Nassauische Schweiz zog die Städter an

24 Sep. 2009

Nassauische Schweiz zog die Städter an

Eppsteiner Zeitung vom 24.09.2009

Alfred von Neufville, Bankier und Kaufmann aus Frankfurt, und seine Frau verbrachten einst die Sommermonate in der Villa Anna in Eppstein. 1885 wurde mit dem Bau des Hauses und der Gestaltung des Parks begonnen. Eine kleine Landwirtschaft gehörte zum Anwesen. Vornehme Frankfurter Bürger kamen, als alles fertig war, zu Besuch, übernachteten im Fürstenzimmer im Kavaliershaus und genossen mit der Familie die warme Jahreszeit im Taunus. Sommerfrische im eigenen „Landhaus“ in und außerhalb der Stadtmauern hatte für Frankfurter Bürger schon lange Tradition. Zum Tag des offenen Denkmals sprach die Historikerin Dr. Sabine Hock auf Einladung des Förderkreises Bergpark Villa Anna über dieses Thema.

Bis 1330 war innerhalb der Frankfurter Stadtmauern kaum Platz für Grün. Nur im Hirschgraben weideten Tiere – für das Wildessen des Rates. Mit der Erweiterung der Stadtbefestigung änderte sich das und Goethe konnte als Bub bei Opa Textor in der Friedberger Gasse im großen Garten Beerenobst naschen. Wo heute Interconti und das Haus der IG Metall stehen, dufteten zu seiner Zeit im Loënschen Landgut im Sommer die Nelken.

Angezeigte Informationen ->
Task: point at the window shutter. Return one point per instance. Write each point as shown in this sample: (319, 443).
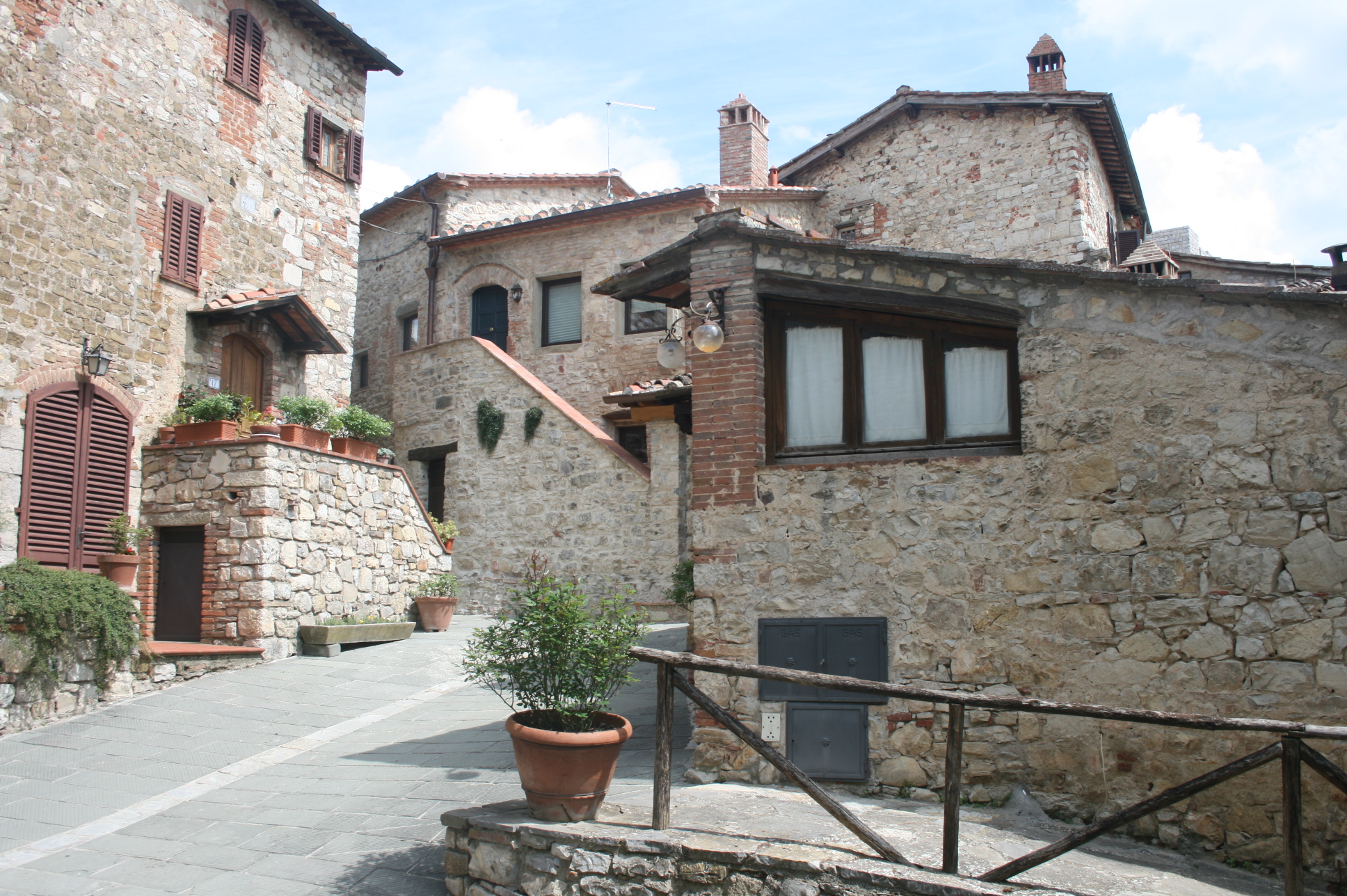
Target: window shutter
(314, 134)
(184, 221)
(355, 155)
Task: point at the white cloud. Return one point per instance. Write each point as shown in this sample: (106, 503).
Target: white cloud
(485, 131)
(1227, 37)
(1222, 194)
(380, 181)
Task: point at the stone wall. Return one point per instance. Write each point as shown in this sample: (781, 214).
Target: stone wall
(293, 536)
(571, 493)
(1171, 536)
(1023, 184)
(103, 111)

Aufgabenstellung ->
Führen Sie den Text über die Sommerfrische Frankfurter Bürger im Anschluss an seinen letzten Satz fort.

Ergebnis ->
1806 begannen wohlhabende Frankfurter auf den ehemaligen Befestigungswällen der Stadt Gärten anzulegen. Eine Grünanlage lud zum Promenieren ein, geplant und gepflegt von einem jungen Gärtner namens Sebastian Rinz. Heute sind noch Teile davon am City-Ring erhalten. Doch schon bald zog es die Frankfurter weiter hinaus, in Dörfer wie Rödelheim vor der Stadt. Max von Grunelius und seine Frau Emma, als geborene Mumm von Schwarzenstein eine Verwandte von Anna von Neufville, übernahmen einen Landsitz in Oberrad und luden zum Tee auf dem Dach eines kleinen Tempels ein. Es war die Zeit, als die Neufvilles sich ihr Refugium in Eppstein erschlossen.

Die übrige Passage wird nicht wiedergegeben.